## Set of tasks
• 1. How long was the contract Offerdahl signed with London Broncos on 23 July 2015, according to the excerpt on his rugby league career?
• 2. Repeat the passage from the excerpt on Offerdahl's rugby league career word for word, from "Offerdahl signed a two-year" to "the upcoming season.".
• 3. Carry on the excerpt about Offerdahl's rugby league career from the point where it stops.

## Document excerpt
┏━━
On 11 August 2014, Offerdahl signed with the Bradford Bulls in the Championship for the 2015 season, but did not join the club due to recurring injuries.

Offerdahl signed a two-year contract with London Broncos in the Championship on 23 July 2015. The front-rower made nearly 40 appearances for the Broncos and scored 5 tries in his two years with the club. During his time in London, Offerdahl was sent on loan to Oxford, Here, he played in just one game; a 32-12 win against Hemel Stags.

On finishing his two-year contract with Broncos, Offerdahl signed a one-year deal with fellow Championship outfit the Sheffield Eagles. He became their eighth permanent signing and first of 2018, ahead of the upcoming season.

Having played nearly 30 games that season, Offerdahl returned home to play for and coach the Goondiwindi Boars in the TRL.
┗━━
## Input data
┏━━
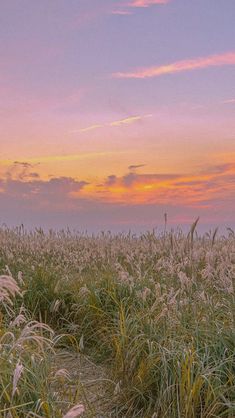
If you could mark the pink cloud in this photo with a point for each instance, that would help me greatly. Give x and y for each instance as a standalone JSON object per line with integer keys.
{"x": 147, "y": 3}
{"x": 218, "y": 60}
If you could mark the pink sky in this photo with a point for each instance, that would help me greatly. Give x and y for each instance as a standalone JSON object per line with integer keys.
{"x": 114, "y": 113}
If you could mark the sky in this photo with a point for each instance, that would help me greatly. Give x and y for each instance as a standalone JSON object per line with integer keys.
{"x": 113, "y": 113}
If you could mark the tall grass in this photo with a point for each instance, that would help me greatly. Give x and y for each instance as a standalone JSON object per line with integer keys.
{"x": 157, "y": 311}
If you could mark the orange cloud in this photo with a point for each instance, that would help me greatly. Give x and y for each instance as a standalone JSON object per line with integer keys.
{"x": 180, "y": 66}
{"x": 190, "y": 190}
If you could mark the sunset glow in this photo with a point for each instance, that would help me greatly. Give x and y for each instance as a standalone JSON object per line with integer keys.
{"x": 114, "y": 113}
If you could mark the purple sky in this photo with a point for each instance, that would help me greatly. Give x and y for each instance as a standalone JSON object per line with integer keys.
{"x": 115, "y": 112}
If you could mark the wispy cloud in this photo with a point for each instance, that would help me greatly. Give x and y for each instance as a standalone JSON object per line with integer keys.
{"x": 146, "y": 3}
{"x": 229, "y": 101}
{"x": 61, "y": 158}
{"x": 121, "y": 12}
{"x": 126, "y": 121}
{"x": 125, "y": 9}
{"x": 218, "y": 60}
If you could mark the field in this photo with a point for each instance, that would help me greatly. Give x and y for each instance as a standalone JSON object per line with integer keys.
{"x": 117, "y": 325}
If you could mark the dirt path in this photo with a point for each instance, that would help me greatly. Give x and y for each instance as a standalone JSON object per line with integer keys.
{"x": 87, "y": 383}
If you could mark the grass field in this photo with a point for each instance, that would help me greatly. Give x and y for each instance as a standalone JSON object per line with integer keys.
{"x": 154, "y": 315}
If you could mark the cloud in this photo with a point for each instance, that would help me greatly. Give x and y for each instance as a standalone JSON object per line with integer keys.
{"x": 147, "y": 3}
{"x": 124, "y": 201}
{"x": 126, "y": 121}
{"x": 134, "y": 167}
{"x": 180, "y": 66}
{"x": 229, "y": 101}
{"x": 125, "y": 8}
{"x": 121, "y": 12}
{"x": 62, "y": 158}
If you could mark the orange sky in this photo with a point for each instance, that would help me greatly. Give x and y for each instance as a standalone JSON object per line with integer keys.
{"x": 113, "y": 113}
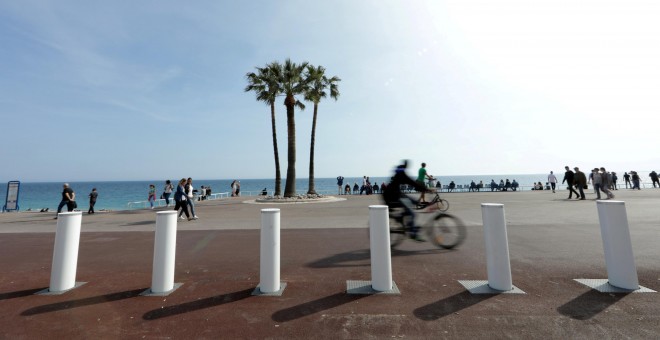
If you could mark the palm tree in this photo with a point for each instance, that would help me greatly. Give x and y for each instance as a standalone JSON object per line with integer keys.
{"x": 265, "y": 84}
{"x": 292, "y": 83}
{"x": 316, "y": 90}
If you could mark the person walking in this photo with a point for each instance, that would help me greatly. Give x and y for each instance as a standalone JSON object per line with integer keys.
{"x": 167, "y": 192}
{"x": 552, "y": 179}
{"x": 340, "y": 183}
{"x": 151, "y": 197}
{"x": 569, "y": 179}
{"x": 421, "y": 179}
{"x": 68, "y": 199}
{"x": 654, "y": 178}
{"x": 180, "y": 199}
{"x": 626, "y": 178}
{"x": 190, "y": 201}
{"x": 580, "y": 181}
{"x": 635, "y": 178}
{"x": 92, "y": 200}
{"x": 606, "y": 183}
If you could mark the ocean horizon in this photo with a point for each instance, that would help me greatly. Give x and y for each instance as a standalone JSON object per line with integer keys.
{"x": 127, "y": 195}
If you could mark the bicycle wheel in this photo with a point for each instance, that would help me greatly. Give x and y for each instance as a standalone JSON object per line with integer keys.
{"x": 442, "y": 204}
{"x": 446, "y": 231}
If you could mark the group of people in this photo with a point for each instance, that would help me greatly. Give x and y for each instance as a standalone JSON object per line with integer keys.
{"x": 367, "y": 188}
{"x": 601, "y": 179}
{"x": 69, "y": 200}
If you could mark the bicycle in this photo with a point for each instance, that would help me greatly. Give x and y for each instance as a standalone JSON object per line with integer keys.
{"x": 444, "y": 230}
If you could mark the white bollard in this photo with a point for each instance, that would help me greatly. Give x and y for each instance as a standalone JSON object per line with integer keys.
{"x": 381, "y": 257}
{"x": 269, "y": 261}
{"x": 619, "y": 259}
{"x": 497, "y": 247}
{"x": 162, "y": 278}
{"x": 65, "y": 254}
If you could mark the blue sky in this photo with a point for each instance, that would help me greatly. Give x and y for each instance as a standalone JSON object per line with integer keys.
{"x": 154, "y": 89}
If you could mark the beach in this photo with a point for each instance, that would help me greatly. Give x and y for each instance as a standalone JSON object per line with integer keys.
{"x": 552, "y": 242}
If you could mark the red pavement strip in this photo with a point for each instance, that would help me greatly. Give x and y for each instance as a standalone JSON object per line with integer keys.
{"x": 220, "y": 269}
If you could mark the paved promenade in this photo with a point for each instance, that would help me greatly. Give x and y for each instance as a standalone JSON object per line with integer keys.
{"x": 552, "y": 241}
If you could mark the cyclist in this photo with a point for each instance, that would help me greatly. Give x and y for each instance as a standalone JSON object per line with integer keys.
{"x": 393, "y": 196}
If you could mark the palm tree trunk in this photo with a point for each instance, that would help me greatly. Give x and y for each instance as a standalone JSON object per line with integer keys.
{"x": 290, "y": 188}
{"x": 278, "y": 175}
{"x": 312, "y": 189}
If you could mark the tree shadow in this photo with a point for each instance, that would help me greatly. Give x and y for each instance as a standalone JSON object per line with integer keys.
{"x": 345, "y": 259}
{"x": 589, "y": 304}
{"x": 54, "y": 307}
{"x": 197, "y": 305}
{"x": 312, "y": 307}
{"x": 22, "y": 293}
{"x": 450, "y": 305}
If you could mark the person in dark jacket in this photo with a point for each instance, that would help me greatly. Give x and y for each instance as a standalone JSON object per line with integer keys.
{"x": 569, "y": 177}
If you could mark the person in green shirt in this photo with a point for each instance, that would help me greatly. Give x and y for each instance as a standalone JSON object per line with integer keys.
{"x": 421, "y": 178}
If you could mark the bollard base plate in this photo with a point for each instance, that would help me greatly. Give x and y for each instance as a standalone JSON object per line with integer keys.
{"x": 257, "y": 291}
{"x": 48, "y": 292}
{"x": 482, "y": 287}
{"x": 148, "y": 292}
{"x": 364, "y": 288}
{"x": 603, "y": 286}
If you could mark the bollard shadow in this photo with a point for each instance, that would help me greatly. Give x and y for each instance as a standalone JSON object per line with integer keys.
{"x": 54, "y": 307}
{"x": 353, "y": 258}
{"x": 589, "y": 304}
{"x": 313, "y": 307}
{"x": 21, "y": 293}
{"x": 450, "y": 305}
{"x": 192, "y": 306}
{"x": 138, "y": 223}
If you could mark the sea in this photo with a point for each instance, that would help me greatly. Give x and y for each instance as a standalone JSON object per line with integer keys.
{"x": 129, "y": 195}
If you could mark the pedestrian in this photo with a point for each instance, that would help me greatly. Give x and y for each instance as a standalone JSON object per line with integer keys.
{"x": 421, "y": 179}
{"x": 569, "y": 179}
{"x": 607, "y": 183}
{"x": 68, "y": 199}
{"x": 580, "y": 181}
{"x": 626, "y": 178}
{"x": 92, "y": 200}
{"x": 552, "y": 179}
{"x": 654, "y": 178}
{"x": 180, "y": 199}
{"x": 635, "y": 178}
{"x": 167, "y": 192}
{"x": 340, "y": 183}
{"x": 152, "y": 195}
{"x": 190, "y": 201}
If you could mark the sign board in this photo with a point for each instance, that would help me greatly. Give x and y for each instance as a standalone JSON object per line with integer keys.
{"x": 11, "y": 203}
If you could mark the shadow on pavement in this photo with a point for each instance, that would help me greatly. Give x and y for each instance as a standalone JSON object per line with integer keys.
{"x": 139, "y": 223}
{"x": 353, "y": 258}
{"x": 450, "y": 305}
{"x": 589, "y": 304}
{"x": 54, "y": 307}
{"x": 197, "y": 305}
{"x": 312, "y": 307}
{"x": 22, "y": 293}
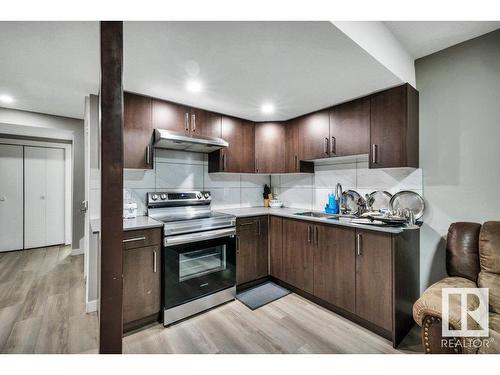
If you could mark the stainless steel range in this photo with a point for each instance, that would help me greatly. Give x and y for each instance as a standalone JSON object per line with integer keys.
{"x": 199, "y": 253}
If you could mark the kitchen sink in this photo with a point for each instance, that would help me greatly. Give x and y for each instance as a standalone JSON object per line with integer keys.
{"x": 323, "y": 215}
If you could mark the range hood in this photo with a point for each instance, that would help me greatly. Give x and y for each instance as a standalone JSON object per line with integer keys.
{"x": 179, "y": 141}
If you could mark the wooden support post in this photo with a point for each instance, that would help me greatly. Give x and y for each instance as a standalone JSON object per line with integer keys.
{"x": 111, "y": 106}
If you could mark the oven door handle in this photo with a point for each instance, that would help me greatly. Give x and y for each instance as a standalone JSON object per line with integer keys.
{"x": 200, "y": 236}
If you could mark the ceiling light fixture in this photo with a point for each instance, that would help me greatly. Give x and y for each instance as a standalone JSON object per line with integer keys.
{"x": 194, "y": 86}
{"x": 7, "y": 99}
{"x": 267, "y": 108}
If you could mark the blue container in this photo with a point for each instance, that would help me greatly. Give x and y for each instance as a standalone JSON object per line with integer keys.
{"x": 332, "y": 206}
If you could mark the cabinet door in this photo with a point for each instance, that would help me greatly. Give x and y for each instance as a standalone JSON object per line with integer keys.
{"x": 246, "y": 248}
{"x": 334, "y": 265}
{"x": 248, "y": 147}
{"x": 292, "y": 146}
{"x": 205, "y": 123}
{"x": 350, "y": 128}
{"x": 170, "y": 116}
{"x": 269, "y": 147}
{"x": 298, "y": 256}
{"x": 276, "y": 247}
{"x": 374, "y": 277}
{"x": 262, "y": 254}
{"x": 394, "y": 128}
{"x": 137, "y": 131}
{"x": 314, "y": 135}
{"x": 141, "y": 283}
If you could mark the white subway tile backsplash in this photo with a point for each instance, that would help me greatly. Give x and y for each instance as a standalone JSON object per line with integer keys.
{"x": 225, "y": 198}
{"x": 180, "y": 157}
{"x": 138, "y": 179}
{"x": 177, "y": 176}
{"x": 297, "y": 197}
{"x": 251, "y": 197}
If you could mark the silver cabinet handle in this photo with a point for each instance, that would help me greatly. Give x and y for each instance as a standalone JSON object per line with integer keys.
{"x": 186, "y": 122}
{"x": 358, "y": 244}
{"x": 154, "y": 261}
{"x": 133, "y": 239}
{"x": 193, "y": 122}
{"x": 148, "y": 155}
{"x": 374, "y": 153}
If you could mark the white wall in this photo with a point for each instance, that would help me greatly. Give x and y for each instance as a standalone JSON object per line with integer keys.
{"x": 52, "y": 127}
{"x": 310, "y": 191}
{"x": 459, "y": 142}
{"x": 184, "y": 171}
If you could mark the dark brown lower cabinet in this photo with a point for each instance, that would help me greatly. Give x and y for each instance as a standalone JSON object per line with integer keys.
{"x": 298, "y": 256}
{"x": 251, "y": 249}
{"x": 141, "y": 278}
{"x": 276, "y": 247}
{"x": 374, "y": 277}
{"x": 334, "y": 266}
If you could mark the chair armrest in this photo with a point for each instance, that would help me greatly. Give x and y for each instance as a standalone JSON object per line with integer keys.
{"x": 430, "y": 301}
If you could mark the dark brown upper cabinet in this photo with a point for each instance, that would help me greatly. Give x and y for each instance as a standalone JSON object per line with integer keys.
{"x": 293, "y": 162}
{"x": 205, "y": 123}
{"x": 350, "y": 128}
{"x": 170, "y": 116}
{"x": 137, "y": 132}
{"x": 239, "y": 156}
{"x": 270, "y": 147}
{"x": 394, "y": 128}
{"x": 314, "y": 135}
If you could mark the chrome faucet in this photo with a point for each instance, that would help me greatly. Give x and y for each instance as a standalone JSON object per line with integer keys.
{"x": 338, "y": 195}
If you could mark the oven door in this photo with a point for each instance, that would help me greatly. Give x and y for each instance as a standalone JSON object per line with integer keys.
{"x": 198, "y": 264}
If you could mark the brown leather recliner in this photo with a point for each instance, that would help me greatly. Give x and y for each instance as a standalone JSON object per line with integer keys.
{"x": 472, "y": 260}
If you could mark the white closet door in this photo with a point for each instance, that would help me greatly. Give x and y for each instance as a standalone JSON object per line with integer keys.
{"x": 34, "y": 197}
{"x": 11, "y": 197}
{"x": 54, "y": 196}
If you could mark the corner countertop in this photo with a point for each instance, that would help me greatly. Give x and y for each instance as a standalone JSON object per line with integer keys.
{"x": 140, "y": 222}
{"x": 291, "y": 213}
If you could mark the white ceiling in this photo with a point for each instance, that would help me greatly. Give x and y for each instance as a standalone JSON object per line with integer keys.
{"x": 421, "y": 38}
{"x": 49, "y": 67}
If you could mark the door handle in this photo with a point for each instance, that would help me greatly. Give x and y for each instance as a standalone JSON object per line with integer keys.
{"x": 186, "y": 122}
{"x": 154, "y": 261}
{"x": 133, "y": 239}
{"x": 374, "y": 153}
{"x": 358, "y": 244}
{"x": 193, "y": 122}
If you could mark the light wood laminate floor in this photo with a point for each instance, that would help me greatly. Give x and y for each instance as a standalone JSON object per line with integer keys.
{"x": 42, "y": 310}
{"x": 42, "y": 303}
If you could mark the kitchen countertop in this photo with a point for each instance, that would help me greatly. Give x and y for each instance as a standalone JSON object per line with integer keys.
{"x": 140, "y": 222}
{"x": 290, "y": 213}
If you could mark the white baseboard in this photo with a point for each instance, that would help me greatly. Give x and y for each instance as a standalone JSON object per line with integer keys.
{"x": 76, "y": 252}
{"x": 91, "y": 306}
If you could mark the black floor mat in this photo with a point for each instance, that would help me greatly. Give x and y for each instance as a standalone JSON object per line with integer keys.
{"x": 261, "y": 295}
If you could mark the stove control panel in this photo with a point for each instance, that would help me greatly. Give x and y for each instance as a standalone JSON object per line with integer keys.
{"x": 156, "y": 199}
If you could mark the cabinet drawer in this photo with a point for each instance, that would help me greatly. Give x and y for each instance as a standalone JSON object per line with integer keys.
{"x": 141, "y": 238}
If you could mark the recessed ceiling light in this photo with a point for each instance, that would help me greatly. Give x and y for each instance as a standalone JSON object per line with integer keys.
{"x": 194, "y": 86}
{"x": 267, "y": 108}
{"x": 7, "y": 99}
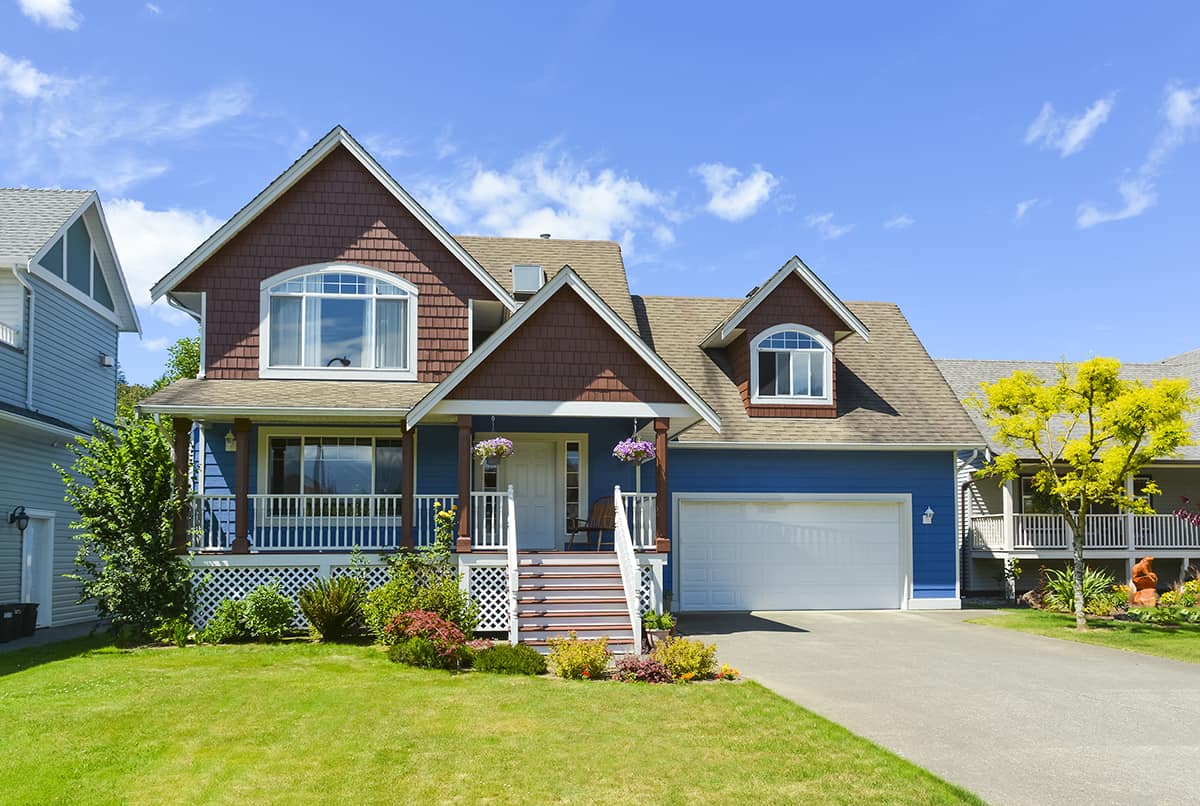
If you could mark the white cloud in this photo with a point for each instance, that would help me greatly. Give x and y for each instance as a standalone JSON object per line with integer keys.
{"x": 545, "y": 192}
{"x": 73, "y": 131}
{"x": 52, "y": 13}
{"x": 151, "y": 242}
{"x": 1067, "y": 134}
{"x": 24, "y": 80}
{"x": 1181, "y": 115}
{"x": 822, "y": 222}
{"x": 732, "y": 196}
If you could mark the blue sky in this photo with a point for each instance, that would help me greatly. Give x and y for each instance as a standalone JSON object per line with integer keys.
{"x": 1019, "y": 179}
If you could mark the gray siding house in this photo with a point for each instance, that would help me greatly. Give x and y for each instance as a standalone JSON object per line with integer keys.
{"x": 63, "y": 302}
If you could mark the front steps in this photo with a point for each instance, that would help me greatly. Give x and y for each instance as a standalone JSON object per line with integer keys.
{"x": 559, "y": 593}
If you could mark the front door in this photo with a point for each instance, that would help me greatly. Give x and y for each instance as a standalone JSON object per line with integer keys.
{"x": 37, "y": 566}
{"x": 532, "y": 470}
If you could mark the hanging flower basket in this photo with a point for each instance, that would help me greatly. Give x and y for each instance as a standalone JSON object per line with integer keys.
{"x": 498, "y": 447}
{"x": 634, "y": 451}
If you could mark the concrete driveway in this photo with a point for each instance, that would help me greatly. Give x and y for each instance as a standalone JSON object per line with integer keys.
{"x": 1017, "y": 719}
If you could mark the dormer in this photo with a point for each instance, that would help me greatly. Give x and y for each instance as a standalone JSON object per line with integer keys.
{"x": 781, "y": 344}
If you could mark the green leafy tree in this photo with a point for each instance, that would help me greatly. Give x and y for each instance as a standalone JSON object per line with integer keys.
{"x": 1087, "y": 429}
{"x": 120, "y": 483}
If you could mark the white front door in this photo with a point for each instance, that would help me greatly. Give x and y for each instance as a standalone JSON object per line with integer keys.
{"x": 533, "y": 471}
{"x": 37, "y": 566}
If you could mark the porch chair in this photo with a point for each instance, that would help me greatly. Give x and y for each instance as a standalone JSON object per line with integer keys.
{"x": 603, "y": 518}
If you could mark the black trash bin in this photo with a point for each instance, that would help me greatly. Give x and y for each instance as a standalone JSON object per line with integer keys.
{"x": 28, "y": 619}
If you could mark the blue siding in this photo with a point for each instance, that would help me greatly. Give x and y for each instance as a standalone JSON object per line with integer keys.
{"x": 928, "y": 476}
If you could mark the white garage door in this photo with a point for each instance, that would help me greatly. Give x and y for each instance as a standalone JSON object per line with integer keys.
{"x": 789, "y": 555}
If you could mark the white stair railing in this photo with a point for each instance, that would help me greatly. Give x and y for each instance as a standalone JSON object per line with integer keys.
{"x": 630, "y": 576}
{"x": 514, "y": 572}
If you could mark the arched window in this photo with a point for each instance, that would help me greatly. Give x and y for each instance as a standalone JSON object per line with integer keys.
{"x": 340, "y": 320}
{"x": 791, "y": 364}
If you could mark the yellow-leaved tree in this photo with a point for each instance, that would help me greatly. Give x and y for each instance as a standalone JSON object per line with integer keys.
{"x": 1085, "y": 431}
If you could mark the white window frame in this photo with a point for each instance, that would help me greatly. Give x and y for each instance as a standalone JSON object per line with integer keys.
{"x": 791, "y": 400}
{"x": 340, "y": 373}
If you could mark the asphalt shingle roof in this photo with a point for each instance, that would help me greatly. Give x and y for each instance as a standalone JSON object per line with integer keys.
{"x": 889, "y": 391}
{"x": 30, "y": 216}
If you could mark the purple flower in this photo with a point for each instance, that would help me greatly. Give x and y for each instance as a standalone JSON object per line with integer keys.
{"x": 634, "y": 451}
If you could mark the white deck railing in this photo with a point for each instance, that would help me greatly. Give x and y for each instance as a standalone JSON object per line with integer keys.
{"x": 299, "y": 523}
{"x": 1104, "y": 531}
{"x": 641, "y": 513}
{"x": 630, "y": 575}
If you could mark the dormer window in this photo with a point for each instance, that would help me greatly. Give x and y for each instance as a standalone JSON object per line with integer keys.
{"x": 339, "y": 320}
{"x": 527, "y": 281}
{"x": 791, "y": 365}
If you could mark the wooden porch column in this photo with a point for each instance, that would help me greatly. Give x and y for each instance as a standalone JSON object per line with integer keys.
{"x": 407, "y": 488}
{"x": 183, "y": 450}
{"x": 661, "y": 493}
{"x": 463, "y": 542}
{"x": 241, "y": 487}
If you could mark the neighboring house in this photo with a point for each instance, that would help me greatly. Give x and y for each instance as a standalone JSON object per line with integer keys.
{"x": 1006, "y": 521}
{"x": 63, "y": 302}
{"x": 353, "y": 352}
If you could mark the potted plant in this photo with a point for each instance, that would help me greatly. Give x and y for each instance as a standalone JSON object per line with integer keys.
{"x": 496, "y": 449}
{"x": 658, "y": 626}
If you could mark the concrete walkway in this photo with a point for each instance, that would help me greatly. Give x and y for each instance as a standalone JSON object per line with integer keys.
{"x": 1017, "y": 719}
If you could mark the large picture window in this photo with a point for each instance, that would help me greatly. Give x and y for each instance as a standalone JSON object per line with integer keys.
{"x": 791, "y": 364}
{"x": 340, "y": 320}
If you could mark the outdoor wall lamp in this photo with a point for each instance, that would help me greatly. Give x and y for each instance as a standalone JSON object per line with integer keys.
{"x": 19, "y": 517}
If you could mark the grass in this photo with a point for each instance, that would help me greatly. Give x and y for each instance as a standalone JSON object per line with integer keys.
{"x": 85, "y": 722}
{"x": 1181, "y": 643}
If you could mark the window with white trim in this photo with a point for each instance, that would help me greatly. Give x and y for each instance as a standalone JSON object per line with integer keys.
{"x": 340, "y": 318}
{"x": 791, "y": 365}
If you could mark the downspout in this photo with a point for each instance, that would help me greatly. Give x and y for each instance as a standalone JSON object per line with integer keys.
{"x": 29, "y": 336}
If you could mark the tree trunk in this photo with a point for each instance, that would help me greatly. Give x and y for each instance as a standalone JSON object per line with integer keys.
{"x": 1078, "y": 546}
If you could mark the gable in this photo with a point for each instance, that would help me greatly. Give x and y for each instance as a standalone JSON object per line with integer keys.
{"x": 337, "y": 211}
{"x": 565, "y": 352}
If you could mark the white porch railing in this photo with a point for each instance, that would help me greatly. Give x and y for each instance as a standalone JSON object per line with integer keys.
{"x": 641, "y": 512}
{"x": 1122, "y": 531}
{"x": 487, "y": 511}
{"x": 630, "y": 575}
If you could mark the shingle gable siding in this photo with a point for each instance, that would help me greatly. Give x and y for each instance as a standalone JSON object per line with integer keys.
{"x": 792, "y": 301}
{"x": 336, "y": 212}
{"x": 564, "y": 352}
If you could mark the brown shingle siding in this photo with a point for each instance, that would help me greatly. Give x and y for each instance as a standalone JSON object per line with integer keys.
{"x": 337, "y": 211}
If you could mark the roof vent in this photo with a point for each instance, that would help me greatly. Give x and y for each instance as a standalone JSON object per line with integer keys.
{"x": 527, "y": 280}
┗━━
## Solved problems
• 1. It was a two-year contract.

• 2.
Offerdahl signed a two-year contract with London Broncos in the Championship on 23 July 2015. The front-rower made nearly 40 appearances for the Broncos and scored 5 tries in his two years with the club. During his time in London, Offerdahl was sent on loan to Oxford, Here, he played in just one game; a 32-12 win against Hemel Stags.

On finishing his two-year contract with Broncos, Offerdahl signed a one-year deal with fellow Championship outfit the Sheffield Eagles. He became their eighth permanent signing and first of 2018, ahead of the upcoming season.

• 3.
===International career===
In October 2011, Offerdahl was selected to represent the United States in their 2013 World Cup qualifying matches against South Africa and Jamaica, scoring a try against Jamaica.

In 2013, Offerdahl was named in the US squad for the 2013 World Cup. He played in their three group matches against the Cook Islands, Wales and Scotland, along with their semi-final against Australia. He scored a try against the Cook Islands.

In December 2015, Offerdahl captained the United States in their 2017 World Cup qualifying matches against Jamaica and Canada, scoring a try against Jamaica.

On 24 September 2017, Offerdahl was named in the United States' squad for the 2017 World Cup. He was named captain of the side and played in all of their games (against Fiji, Italy and PNG). Mark continues to be an advocate for growing the game in the States.

==Coaching career==
As well as being co-owner, Mark took over head coach/player responsibilities for New York Freedom for their inaugural 2021 season in the new North American Rugby League

==Off the field==

Offerdahl now lives in Austin, Texas, USA and owns CrossFit Uncommon.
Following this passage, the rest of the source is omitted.